INSTRUCTIONS FOR THE TASK:
Output every one of the following rows again, unchanged.

──────

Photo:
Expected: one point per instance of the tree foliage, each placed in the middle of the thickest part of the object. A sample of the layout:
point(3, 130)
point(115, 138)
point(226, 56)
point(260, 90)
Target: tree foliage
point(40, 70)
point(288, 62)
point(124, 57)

──────

THE REPLY:
Photo:
Expected: one point per instance of the tree foliage, each placed in the middle of the thickest part of the object. A sample of the layout:
point(3, 130)
point(115, 138)
point(226, 56)
point(260, 90)
Target: tree foliage
point(40, 70)
point(288, 62)
point(124, 57)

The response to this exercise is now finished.